*Rows taken from a pointing dataset*:
Start
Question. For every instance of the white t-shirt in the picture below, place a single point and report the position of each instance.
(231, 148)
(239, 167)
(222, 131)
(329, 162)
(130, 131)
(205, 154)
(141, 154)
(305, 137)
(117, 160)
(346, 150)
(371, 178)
End
*REQUIREMENTS*: Retype each item above line by line, with no change to any character.

*RESULT*:
Question. For every instance of the white t-shirt in the picture below, place a single point and report the position of each instance.
(231, 148)
(239, 167)
(222, 131)
(329, 162)
(130, 131)
(205, 154)
(141, 154)
(305, 137)
(117, 160)
(346, 150)
(371, 178)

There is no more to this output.